start Task input
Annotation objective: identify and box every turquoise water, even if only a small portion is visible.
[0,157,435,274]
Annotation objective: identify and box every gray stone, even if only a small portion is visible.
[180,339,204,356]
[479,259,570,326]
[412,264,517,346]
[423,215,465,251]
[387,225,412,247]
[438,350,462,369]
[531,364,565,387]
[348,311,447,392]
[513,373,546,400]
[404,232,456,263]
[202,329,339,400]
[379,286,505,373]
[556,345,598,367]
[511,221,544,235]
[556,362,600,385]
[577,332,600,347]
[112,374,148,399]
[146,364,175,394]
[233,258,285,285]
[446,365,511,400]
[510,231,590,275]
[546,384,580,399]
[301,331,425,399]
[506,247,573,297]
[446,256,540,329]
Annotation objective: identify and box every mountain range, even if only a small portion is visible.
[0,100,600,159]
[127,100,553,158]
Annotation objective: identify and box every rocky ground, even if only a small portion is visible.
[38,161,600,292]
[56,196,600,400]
end Task input
**Exercise instructions**
Collect every line of the listing above that contains the word "small".

**Written response**
Annotation objective: identify and box every turquoise water, even if only a small portion is visible.
Annotation objective: identify and box every gray stone, even if only a small portion is visible.
Annotation objective: identify and box every mountain range, even if only a small portion is visible.
Annotation objective: identify and box every rocky ground, even if only a small portion is visible.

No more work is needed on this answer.